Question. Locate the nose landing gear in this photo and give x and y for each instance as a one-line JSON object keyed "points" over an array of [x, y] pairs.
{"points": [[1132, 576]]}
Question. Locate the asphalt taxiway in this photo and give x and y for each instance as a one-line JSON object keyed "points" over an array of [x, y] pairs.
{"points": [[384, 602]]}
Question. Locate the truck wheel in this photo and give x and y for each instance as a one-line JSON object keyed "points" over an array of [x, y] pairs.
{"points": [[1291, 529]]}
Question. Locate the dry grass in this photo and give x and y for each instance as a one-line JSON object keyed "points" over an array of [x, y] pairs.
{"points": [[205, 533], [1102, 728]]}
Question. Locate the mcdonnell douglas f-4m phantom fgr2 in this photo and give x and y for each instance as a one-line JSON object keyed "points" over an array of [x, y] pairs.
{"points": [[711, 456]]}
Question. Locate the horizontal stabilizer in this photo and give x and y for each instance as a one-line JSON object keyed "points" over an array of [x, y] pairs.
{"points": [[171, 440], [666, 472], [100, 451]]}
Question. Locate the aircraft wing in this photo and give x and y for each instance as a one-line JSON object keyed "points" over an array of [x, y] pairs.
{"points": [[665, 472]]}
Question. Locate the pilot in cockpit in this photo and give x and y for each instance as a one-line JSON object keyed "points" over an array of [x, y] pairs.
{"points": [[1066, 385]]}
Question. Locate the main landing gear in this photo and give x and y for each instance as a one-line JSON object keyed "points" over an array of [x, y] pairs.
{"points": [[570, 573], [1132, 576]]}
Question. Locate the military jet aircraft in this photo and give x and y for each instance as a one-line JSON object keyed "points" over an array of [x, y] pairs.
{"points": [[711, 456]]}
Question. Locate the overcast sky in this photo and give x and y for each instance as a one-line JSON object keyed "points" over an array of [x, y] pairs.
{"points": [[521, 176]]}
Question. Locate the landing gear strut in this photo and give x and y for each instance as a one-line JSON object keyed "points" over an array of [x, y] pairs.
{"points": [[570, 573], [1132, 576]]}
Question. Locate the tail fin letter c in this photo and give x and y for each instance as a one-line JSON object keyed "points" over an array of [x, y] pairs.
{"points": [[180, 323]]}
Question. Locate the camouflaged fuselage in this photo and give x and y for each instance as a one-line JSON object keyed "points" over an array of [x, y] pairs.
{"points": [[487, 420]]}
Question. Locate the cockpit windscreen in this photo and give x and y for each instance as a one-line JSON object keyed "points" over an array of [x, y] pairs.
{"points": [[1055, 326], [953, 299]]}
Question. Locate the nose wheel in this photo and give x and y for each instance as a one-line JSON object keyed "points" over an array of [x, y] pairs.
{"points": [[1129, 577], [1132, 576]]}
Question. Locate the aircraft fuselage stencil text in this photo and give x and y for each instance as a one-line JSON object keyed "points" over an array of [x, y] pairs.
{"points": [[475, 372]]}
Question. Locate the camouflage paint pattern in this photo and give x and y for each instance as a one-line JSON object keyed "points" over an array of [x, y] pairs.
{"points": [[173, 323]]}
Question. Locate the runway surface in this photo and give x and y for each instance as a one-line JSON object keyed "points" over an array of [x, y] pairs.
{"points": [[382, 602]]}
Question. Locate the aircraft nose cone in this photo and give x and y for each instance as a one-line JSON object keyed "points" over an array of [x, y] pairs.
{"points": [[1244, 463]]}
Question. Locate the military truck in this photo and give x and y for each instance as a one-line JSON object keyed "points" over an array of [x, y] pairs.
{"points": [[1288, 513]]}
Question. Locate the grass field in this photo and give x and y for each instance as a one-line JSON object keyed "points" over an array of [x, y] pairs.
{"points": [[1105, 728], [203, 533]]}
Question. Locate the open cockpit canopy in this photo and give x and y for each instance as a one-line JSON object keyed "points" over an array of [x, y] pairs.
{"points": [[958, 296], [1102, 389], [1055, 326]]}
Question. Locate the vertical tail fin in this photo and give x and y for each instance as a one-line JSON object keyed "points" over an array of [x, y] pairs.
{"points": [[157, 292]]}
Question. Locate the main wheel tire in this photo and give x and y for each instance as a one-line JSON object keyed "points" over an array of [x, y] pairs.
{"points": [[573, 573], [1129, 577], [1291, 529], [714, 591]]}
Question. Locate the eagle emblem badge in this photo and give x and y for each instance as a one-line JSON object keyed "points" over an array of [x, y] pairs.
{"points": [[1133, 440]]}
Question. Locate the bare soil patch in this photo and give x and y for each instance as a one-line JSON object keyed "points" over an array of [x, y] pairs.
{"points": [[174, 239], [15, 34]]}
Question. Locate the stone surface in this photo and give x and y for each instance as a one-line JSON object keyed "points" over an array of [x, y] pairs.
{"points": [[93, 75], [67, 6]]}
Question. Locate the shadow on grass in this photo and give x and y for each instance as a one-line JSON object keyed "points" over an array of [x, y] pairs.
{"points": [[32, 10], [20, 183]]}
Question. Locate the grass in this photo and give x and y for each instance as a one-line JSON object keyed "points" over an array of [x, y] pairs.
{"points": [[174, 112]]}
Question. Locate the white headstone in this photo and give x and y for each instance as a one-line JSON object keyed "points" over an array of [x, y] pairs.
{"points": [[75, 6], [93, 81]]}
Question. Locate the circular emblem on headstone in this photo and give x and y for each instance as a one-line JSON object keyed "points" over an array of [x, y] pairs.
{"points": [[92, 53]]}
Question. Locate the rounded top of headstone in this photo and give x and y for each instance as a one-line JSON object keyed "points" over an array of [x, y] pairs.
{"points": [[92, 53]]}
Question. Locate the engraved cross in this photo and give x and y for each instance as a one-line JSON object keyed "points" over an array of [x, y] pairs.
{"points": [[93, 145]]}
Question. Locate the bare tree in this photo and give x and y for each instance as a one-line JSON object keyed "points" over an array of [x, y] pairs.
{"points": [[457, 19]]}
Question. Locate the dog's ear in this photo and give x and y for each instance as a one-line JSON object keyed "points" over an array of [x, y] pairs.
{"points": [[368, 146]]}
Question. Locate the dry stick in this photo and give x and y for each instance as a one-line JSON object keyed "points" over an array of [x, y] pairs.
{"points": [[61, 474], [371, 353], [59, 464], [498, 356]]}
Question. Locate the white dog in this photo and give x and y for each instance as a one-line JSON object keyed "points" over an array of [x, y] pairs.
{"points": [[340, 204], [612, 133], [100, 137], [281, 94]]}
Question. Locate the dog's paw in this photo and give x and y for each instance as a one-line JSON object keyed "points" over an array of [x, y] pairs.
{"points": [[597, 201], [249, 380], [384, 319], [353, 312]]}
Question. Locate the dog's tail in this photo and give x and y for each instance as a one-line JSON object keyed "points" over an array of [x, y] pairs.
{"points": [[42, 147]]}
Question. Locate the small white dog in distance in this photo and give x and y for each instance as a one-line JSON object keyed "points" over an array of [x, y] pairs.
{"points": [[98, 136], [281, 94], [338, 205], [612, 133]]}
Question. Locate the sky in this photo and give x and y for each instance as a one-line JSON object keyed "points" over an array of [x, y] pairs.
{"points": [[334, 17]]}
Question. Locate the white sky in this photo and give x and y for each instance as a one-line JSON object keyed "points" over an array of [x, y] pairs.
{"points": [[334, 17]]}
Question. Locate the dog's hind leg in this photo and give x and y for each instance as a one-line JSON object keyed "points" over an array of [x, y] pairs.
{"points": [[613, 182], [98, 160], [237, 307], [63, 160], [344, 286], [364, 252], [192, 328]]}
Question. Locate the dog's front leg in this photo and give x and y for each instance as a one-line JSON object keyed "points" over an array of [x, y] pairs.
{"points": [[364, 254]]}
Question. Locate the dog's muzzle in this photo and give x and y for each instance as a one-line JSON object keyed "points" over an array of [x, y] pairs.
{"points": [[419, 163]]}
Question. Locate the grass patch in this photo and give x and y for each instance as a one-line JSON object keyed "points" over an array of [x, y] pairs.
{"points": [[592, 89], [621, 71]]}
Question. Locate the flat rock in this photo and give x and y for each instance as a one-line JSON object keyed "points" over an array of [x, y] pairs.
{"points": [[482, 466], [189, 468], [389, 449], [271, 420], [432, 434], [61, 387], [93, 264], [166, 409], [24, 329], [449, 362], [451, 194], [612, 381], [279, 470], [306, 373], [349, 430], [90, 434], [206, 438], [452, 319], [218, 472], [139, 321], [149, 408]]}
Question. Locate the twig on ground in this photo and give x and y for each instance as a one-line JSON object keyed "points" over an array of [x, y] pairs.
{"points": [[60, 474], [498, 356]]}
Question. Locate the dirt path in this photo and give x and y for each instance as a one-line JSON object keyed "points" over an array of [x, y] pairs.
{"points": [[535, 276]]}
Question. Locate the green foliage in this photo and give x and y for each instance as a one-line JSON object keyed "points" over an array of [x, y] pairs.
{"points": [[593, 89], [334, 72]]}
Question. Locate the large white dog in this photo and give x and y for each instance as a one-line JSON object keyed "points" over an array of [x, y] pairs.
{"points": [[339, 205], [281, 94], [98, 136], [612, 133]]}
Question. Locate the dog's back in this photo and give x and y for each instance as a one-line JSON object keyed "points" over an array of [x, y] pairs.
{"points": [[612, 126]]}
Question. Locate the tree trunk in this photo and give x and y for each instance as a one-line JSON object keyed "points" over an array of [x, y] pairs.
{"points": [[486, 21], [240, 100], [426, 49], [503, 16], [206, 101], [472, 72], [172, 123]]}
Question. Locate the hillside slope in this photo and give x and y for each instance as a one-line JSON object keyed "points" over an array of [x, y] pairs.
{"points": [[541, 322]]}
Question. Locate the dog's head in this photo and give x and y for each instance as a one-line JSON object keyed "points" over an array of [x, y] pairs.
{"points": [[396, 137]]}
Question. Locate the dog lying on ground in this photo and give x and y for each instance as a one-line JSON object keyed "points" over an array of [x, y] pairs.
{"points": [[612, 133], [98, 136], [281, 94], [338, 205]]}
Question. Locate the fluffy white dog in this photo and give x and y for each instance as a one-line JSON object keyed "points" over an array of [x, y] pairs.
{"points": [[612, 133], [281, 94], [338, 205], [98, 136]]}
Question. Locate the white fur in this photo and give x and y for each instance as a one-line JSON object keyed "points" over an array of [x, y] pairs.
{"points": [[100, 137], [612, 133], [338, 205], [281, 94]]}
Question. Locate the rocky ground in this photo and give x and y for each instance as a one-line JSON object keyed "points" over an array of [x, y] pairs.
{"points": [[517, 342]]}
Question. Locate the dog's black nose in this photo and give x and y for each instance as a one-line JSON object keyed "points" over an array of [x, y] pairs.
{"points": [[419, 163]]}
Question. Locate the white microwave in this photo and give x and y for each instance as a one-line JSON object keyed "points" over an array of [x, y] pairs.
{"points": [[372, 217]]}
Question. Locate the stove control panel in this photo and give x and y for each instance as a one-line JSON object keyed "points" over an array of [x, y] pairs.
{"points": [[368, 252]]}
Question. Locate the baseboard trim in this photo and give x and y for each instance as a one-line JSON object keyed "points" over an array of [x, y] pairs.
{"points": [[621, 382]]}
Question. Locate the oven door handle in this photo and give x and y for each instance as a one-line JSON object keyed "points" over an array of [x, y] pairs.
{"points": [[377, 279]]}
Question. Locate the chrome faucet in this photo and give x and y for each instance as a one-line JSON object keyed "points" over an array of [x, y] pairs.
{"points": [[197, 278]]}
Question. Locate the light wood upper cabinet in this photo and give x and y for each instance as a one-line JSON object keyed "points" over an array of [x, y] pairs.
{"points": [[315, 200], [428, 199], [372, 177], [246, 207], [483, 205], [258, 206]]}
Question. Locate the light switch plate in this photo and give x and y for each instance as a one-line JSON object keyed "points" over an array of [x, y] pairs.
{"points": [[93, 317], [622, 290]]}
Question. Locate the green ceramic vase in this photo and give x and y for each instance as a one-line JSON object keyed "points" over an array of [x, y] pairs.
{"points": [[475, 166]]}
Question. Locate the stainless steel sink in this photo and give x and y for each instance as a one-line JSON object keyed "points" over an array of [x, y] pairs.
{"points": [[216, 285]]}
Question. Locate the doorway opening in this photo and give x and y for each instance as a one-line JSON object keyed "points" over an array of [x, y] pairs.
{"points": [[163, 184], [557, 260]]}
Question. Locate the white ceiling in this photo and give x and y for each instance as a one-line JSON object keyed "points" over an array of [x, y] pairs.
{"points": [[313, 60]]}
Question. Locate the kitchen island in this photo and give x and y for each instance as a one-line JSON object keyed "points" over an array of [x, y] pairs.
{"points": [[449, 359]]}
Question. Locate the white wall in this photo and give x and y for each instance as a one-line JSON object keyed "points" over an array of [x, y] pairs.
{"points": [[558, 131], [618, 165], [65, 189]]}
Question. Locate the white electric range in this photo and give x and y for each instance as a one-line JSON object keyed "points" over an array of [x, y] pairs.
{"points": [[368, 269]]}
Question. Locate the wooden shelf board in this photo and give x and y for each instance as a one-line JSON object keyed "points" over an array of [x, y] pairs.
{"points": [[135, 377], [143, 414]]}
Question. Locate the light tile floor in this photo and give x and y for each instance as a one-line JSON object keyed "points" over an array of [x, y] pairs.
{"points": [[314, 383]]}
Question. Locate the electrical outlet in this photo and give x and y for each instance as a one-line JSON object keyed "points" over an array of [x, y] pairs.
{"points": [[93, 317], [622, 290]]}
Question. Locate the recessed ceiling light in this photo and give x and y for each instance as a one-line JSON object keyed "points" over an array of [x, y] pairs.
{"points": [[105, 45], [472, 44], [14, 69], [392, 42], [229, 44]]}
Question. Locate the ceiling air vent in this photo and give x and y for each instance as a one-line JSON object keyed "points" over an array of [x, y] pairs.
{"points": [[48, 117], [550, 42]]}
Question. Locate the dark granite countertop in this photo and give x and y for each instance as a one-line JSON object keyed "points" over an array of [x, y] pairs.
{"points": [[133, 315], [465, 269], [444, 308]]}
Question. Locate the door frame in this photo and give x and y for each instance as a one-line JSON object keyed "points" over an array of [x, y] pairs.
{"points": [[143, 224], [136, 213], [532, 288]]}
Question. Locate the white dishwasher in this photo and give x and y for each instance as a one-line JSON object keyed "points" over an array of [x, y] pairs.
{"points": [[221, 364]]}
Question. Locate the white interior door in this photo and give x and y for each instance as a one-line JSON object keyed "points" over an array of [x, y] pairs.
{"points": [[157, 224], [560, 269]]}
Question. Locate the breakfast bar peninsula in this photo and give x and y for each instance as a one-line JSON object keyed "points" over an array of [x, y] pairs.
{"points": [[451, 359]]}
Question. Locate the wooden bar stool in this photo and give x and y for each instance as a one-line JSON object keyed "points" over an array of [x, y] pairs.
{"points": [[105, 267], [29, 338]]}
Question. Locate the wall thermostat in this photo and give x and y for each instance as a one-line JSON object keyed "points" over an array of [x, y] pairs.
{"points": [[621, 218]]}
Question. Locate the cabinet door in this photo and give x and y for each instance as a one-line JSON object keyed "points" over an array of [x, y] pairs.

Exercise prompt | The lines from the one containing "Question. Locate the wooden bar" to the final line of the listing above must be set down exactly, both included.

Worked solution |
Question. Locate the wooden bar stool in this photo and give x and y for each instance as a one-line JSON object keyed "points" over an array of [x, y] pairs.
{"points": [[105, 267], [29, 338]]}
Question. Locate the wall thermostat in this photo and give x and y for each instance as a one-line JSON object keyed "points" over an array of [x, y] pairs.
{"points": [[621, 218]]}
Question. Locate the cabinet door in this photo and give x and y for each instance as a one-line JSON object keyed "points" over an array of [x, y] pairs.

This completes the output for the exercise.